Records to use:
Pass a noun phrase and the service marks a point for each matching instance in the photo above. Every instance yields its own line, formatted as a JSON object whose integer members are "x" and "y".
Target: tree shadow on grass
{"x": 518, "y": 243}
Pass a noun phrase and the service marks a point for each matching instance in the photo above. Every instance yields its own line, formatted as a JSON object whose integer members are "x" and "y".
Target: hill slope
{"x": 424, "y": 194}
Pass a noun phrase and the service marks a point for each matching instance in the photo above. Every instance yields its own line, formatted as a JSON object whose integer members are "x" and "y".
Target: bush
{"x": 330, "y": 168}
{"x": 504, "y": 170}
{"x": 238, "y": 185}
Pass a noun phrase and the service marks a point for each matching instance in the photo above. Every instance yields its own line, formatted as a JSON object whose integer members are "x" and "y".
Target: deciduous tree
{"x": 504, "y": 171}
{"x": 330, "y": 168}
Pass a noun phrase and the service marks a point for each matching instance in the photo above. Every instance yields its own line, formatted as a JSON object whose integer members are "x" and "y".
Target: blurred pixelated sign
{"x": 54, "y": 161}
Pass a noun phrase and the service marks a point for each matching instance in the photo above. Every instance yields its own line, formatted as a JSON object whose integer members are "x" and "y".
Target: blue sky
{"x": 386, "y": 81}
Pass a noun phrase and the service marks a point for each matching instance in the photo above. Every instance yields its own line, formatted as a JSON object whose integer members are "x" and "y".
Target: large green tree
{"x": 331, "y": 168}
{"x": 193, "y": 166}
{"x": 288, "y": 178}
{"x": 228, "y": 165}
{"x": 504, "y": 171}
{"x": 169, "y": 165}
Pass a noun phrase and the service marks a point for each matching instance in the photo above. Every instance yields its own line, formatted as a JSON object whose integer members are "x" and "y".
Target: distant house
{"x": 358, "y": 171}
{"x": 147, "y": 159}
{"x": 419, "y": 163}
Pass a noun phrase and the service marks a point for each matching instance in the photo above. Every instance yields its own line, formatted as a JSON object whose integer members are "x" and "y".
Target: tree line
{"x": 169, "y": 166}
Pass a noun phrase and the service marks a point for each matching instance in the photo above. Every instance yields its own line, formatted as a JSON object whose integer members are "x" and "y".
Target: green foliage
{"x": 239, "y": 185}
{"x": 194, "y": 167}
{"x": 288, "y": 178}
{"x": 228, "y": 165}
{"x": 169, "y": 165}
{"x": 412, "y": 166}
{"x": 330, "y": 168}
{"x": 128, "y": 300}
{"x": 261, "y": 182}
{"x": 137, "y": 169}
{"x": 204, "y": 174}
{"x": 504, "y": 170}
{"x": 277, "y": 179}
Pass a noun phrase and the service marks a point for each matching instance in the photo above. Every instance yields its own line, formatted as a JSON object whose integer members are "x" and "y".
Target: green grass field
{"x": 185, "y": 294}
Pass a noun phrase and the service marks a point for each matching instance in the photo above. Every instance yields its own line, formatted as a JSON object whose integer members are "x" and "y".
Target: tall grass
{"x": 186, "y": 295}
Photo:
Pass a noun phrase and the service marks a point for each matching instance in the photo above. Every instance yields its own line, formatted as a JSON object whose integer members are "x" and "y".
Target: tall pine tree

Task brief:
All of the entries above need to be output again exactly.

Worked solution:
Pass a noun phrase and the service marks a point for each matching instance in the photo above. Every instance yields its own line, formatted as a JSON object whose integer members are "x" and "y".
Target: tree shadow on grass
{"x": 518, "y": 243}
Pass a noun phrase and the service marks a point for each matching instance in the photo above. Every instance yields its own line, formatted as a JSON object whose integer members are "x" and "y".
Target: hill slope
{"x": 424, "y": 194}
Pass a noun phrase and the service marks a point for each matching instance in the photo above. Every instance yields its own line, formatted as a JSON object whose integer members are "x" and "y".
Target: bush
{"x": 330, "y": 168}
{"x": 504, "y": 170}
{"x": 238, "y": 185}
Pass a noun phrase and the service marks a point for each matching instance in the photo above. Every instance yields its own line, formatted as a JSON object whose integer members are "x" and "y".
Target: deciduous tree
{"x": 504, "y": 171}
{"x": 330, "y": 168}
Pass a noun phrase and the service marks a point for each matching instance in the photo above. Every instance yields its own line, formatted as a JSON object whose integer members are "x" and "y".
Target: blurred pixelated sign
{"x": 54, "y": 161}
Pass a noun phrase and the service marks a point for each matching instance in the photo above. Every instance yields its own line, formatted as a JSON object whose integer members are "x" and "y".
Target: blue sky
{"x": 386, "y": 81}
Pass a noun phrase and the service marks a point for each matching instance in the photo above. Every instance yields its own line, formatted as a JSON object whose integer members are "x" and "y".
Target: large green tree
{"x": 331, "y": 168}
{"x": 193, "y": 166}
{"x": 288, "y": 178}
{"x": 228, "y": 165}
{"x": 504, "y": 171}
{"x": 169, "y": 165}
Pass a noun phrase and the service marks a point for each matching instance in the photo above. Every instance yields its own line, formatted as a JSON object whose integer members are "x" and "y".
Target: distant house
{"x": 358, "y": 171}
{"x": 147, "y": 159}
{"x": 419, "y": 163}
Pass a noun phrase and the service marks a point for each matching instance in the photo above. Every instance yields its own line, formatted as a JSON object whose integer members are "x" and "y".
Target: tree line
{"x": 169, "y": 166}
Pass a noun phrase and the service marks a point for each matching instance in the photo above. Every instance yields its own line, formatted as a JSON object whose integer members are "x" and "y".
Target: green foliage
{"x": 239, "y": 185}
{"x": 194, "y": 167}
{"x": 288, "y": 178}
{"x": 228, "y": 165}
{"x": 169, "y": 165}
{"x": 412, "y": 166}
{"x": 330, "y": 168}
{"x": 128, "y": 300}
{"x": 261, "y": 182}
{"x": 137, "y": 169}
{"x": 204, "y": 174}
{"x": 504, "y": 170}
{"x": 277, "y": 179}
Pass a noun phrase and the service marks a point for each matching instance in the photo above. Every instance yields its own line, formatted as a JSON object whose integer members are "x" and "y".
Target: green grass field
{"x": 185, "y": 294}
Pass a noun phrase and the service marks a point for each matching instance in the photo above. Every instance yields its own line, formatted as a JSON object whose integer members are "x" and "y".
Target: tall grass
{"x": 186, "y": 295}
Photo:
Pass a noun phrase and the service marks a point for each matching instance in the photo above. Every instance yields its own line, formatted as a JSON object whose integer members are "x" and "y".
Target: tall pine tree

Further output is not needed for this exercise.